(Coordinate labeling data)

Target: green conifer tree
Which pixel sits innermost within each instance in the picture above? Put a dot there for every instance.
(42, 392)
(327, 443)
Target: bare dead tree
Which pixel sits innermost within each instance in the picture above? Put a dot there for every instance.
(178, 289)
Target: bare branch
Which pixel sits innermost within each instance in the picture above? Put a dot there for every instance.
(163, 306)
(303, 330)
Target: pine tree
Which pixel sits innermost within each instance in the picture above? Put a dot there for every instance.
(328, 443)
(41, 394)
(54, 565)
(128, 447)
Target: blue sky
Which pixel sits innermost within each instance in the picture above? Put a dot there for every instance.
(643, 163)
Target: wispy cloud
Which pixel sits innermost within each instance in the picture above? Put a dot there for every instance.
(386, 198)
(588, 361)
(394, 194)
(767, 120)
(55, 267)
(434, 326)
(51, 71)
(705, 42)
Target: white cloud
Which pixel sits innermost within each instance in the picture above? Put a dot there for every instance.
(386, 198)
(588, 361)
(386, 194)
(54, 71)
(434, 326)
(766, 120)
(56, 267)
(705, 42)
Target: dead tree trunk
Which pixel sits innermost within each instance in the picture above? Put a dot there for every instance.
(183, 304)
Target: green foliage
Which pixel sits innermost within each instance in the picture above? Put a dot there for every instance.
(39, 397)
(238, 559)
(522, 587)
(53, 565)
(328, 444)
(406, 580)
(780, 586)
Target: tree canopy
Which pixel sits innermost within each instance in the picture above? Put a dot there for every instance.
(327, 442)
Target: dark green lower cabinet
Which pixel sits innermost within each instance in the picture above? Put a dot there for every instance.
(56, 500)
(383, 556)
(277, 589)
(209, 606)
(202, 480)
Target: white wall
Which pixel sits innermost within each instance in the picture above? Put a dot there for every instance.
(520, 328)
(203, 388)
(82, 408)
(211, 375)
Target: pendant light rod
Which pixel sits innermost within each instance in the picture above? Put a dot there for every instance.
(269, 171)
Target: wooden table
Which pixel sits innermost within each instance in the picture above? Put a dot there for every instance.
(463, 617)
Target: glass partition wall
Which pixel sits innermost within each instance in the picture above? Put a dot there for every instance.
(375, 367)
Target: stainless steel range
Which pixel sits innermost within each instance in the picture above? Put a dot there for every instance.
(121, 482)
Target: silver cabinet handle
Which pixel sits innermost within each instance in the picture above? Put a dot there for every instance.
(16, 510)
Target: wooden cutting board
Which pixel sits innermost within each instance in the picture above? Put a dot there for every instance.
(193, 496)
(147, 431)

Exercise directions » Starting at the line containing "Target: wooden cutting board" and ending with the last of the entries, rewrite those lines with "cutting board" switched to "serving tray" and everything else unchanged.

Exercise solution »
Target: wooden serving tray
Which pixel sits innermost within each instance in the picture above? Put a dot there for every instance.
(193, 496)
(147, 431)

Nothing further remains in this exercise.